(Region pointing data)
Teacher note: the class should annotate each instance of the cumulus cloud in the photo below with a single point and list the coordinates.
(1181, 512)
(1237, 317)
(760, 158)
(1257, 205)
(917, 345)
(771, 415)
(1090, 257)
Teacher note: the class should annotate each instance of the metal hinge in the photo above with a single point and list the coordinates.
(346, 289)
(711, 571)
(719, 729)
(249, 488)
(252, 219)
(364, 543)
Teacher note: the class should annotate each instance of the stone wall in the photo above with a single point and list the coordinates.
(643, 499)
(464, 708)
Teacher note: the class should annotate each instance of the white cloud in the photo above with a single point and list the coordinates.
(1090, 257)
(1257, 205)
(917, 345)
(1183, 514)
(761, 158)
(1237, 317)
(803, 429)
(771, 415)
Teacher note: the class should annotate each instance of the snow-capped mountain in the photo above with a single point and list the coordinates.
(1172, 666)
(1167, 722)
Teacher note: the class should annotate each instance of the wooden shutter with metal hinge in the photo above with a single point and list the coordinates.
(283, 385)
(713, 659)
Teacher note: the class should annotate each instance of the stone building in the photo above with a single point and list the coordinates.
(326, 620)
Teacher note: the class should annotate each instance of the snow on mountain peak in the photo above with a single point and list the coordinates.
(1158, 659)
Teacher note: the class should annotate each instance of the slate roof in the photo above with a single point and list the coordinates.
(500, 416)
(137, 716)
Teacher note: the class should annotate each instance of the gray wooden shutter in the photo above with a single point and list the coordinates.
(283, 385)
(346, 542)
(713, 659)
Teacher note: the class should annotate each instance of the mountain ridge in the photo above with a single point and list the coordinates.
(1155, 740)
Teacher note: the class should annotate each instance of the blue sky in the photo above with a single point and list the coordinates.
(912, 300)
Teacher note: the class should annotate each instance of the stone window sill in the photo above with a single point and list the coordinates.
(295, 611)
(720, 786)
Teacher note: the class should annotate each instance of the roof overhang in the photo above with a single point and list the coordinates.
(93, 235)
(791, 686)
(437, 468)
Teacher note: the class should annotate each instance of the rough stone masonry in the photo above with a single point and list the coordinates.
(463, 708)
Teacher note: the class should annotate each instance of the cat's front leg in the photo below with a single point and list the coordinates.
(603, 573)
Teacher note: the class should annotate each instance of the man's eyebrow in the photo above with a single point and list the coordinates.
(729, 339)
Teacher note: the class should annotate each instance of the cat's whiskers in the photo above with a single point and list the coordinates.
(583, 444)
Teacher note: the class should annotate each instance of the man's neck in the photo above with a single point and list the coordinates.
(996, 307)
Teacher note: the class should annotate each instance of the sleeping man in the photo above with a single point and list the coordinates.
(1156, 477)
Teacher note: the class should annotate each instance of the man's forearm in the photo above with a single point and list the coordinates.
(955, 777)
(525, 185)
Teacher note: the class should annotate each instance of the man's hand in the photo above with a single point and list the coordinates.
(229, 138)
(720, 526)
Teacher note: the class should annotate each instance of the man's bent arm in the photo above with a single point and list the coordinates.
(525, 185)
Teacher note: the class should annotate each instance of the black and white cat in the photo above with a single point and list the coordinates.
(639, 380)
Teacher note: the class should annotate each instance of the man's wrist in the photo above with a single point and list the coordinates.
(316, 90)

What the task requires:
Return the entries above exactly as they were written.

Response box:
Teacher note: the class should annotate each instance of the cumulus cloud in the photo below with a single point and list the coordinates.
(1181, 512)
(1237, 317)
(760, 158)
(1257, 205)
(917, 345)
(771, 415)
(1090, 257)
Teacher note: the class should annotate each instance of the metal hinge in the photo above with a single point and list the coordinates.
(346, 289)
(711, 571)
(719, 729)
(249, 488)
(252, 219)
(364, 543)
Teacher note: the class should annotate each instance of the stone wall in the photo above with a single point and list the coordinates.
(643, 499)
(464, 708)
Teacher note: the class should annotate each instance of the white cloud in the photo above with a single point and list the coordinates.
(1090, 257)
(1257, 205)
(917, 345)
(1183, 514)
(761, 158)
(1237, 317)
(803, 429)
(771, 415)
Teacher note: the class should annotate each instance of the snow-capped mountain in the photo above with a single point and list the coordinates.
(1172, 666)
(1167, 722)
Teacher note: the class should annotate each instance of the wooden shutter with metal hinge in the photo above with a single point and list the coordinates.
(283, 385)
(713, 659)
Teacher note: the class should annotate each instance of the stone building in the photo above with a single point and list the coordinates.
(326, 620)
Teacher note: the class should annotate each instance of the snow on mountain peak in the photo above with a single point and list the coordinates.
(1158, 659)
Teacher note: the class should annotate each instance of the slate roof in the photo above with a single point and list the coordinates.
(500, 416)
(137, 716)
Teacher note: the class should annotate each instance of the gray wooden shutter in the photo above with a single point and list the coordinates.
(283, 385)
(346, 542)
(713, 659)
Teacher note: the class should annotate each instance of the mountain ridge in the photo above with a single point and list the coordinates.
(1155, 740)
Teacher note: the class should annotate each instance of the blue sky in the photo above with a single point and list the coordinates.
(912, 300)
Teacher note: the class should annotate each instance of the stone window sill in the photo above with a single point and list the coordinates.
(295, 611)
(720, 786)
Teacher note: the class should annotate each instance of the roof overhang in the photo above with a single point and list the coordinates.
(93, 235)
(791, 686)
(437, 468)
Teacher note: the class should annotate each instance of the rough stone masonry in the photo above with a single point and list the coordinates.
(463, 708)
Teacher note: the class should annotate each instance of the cat's front leg in the photo below with a single point and list the coordinates.
(603, 573)
Teacher note: the class should annotate each instance of the man's eyebrow in the photo above with a single point and list the coordinates.
(729, 339)
Teacher note: the class should annotate each instance of the cat's whiskers in the photo above with a single point and list the coordinates.
(583, 444)
Teacher note: the class should annotate each instance of the man's neck in the photo above with a single point and list the coordinates.
(996, 307)
Teacher note: the class should annotate each instance of the sleeping man in the photo above with a single point and list the coordinates.
(1156, 477)
Teacher note: the class should annotate each instance of the man's forearm in the photo above with a single point and list the coordinates.
(955, 777)
(525, 185)
Teacher note: the class should annotate each instance of the man's hand in the photo above with a single point and list the coordinates.
(229, 138)
(720, 526)
Teacher note: the class should annotate each instance of the man's bent arm in the photo above with a single point and list the coordinates.
(525, 185)
Teacher note: the class should annotate each instance of the black and white cat in the photo above with a single point and list the coordinates.
(639, 380)
Teacher note: the class should annotate each instance of the man's wrist in the photo above with a single point and list the coordinates.
(316, 90)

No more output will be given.